* [Directive]
Reproduce the stretch of rows below from the one containing "Objective — for the white tent" through the end of the rows, leaving the requests unchanged and scaling every point coordinate in the answers by 1.05, rounded to whole numbers with halves rounded up. Return only those lines.
··· Dataset content ···
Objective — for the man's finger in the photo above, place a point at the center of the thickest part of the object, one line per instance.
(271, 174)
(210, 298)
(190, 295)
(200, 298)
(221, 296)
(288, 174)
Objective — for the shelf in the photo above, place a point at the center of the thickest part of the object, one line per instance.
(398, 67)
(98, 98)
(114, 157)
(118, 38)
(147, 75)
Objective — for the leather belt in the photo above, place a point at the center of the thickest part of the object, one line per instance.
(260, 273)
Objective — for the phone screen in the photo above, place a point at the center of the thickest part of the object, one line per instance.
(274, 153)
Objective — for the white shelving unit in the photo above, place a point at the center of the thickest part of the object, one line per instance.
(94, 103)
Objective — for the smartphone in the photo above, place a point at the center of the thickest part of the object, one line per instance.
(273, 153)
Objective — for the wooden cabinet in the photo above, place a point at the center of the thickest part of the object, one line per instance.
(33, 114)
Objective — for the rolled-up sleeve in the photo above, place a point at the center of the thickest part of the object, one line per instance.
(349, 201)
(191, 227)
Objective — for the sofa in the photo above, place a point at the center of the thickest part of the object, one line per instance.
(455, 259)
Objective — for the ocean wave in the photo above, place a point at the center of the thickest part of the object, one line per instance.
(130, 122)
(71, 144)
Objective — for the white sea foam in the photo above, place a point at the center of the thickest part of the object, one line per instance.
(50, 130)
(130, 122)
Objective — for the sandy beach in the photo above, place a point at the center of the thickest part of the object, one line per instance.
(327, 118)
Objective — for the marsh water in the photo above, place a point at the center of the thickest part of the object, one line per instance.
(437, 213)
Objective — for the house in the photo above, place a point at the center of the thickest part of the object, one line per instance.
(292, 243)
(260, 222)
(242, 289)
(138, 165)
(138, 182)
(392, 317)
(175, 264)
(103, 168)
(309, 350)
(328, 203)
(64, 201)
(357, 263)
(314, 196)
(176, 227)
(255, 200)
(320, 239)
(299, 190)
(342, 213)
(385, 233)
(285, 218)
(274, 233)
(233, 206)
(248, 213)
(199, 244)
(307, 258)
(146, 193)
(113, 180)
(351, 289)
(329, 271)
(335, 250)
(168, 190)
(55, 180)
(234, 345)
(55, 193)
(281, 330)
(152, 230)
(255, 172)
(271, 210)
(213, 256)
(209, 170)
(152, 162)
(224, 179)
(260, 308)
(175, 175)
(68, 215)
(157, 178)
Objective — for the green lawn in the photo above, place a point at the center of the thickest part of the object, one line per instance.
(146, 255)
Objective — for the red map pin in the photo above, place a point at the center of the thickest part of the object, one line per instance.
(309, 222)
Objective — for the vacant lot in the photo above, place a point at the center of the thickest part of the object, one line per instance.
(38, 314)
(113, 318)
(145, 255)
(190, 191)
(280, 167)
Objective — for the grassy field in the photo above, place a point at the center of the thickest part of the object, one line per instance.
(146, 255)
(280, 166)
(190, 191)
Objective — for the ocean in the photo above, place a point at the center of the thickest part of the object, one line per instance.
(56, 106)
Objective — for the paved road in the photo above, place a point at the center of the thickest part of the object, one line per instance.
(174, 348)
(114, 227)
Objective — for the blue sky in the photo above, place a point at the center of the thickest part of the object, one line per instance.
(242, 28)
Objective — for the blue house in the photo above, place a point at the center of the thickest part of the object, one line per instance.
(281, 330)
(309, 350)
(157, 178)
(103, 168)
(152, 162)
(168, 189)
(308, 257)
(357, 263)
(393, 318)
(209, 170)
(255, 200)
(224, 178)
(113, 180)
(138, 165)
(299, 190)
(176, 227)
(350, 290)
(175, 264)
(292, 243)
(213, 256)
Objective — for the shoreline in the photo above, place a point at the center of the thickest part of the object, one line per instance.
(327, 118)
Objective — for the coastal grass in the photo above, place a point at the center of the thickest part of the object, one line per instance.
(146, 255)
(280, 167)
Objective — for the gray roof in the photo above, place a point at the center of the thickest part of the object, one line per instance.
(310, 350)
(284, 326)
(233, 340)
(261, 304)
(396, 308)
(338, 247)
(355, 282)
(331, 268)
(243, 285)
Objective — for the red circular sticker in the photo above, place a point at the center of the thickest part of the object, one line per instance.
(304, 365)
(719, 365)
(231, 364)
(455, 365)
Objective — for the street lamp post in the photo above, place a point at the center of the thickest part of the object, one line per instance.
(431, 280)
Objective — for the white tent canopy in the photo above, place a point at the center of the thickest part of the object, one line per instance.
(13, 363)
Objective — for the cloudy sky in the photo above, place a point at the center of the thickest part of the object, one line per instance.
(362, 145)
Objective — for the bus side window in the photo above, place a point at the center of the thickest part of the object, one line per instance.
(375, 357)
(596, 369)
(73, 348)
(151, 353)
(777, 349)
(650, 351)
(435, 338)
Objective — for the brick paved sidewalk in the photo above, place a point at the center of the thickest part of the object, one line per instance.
···
* [Result of the task]
Objective — for the white tent canopy in the photo above, place a point at the center of the thickest part of the object, one line per instance.
(14, 381)
Objective — for the cloudy sky in the photo above, place a point at the center of the thickest part of the object, one line per instance.
(380, 152)
Objective — for the bus side window in the photo above, place a point at the center of the thickest part of the object, one line per instance.
(394, 375)
(626, 387)
(77, 365)
(159, 371)
(816, 366)
(683, 369)
(457, 355)
Objective — for the brick paved sidewalk in the photo above, place a point at the center of the thickest part of the object, one line per instance.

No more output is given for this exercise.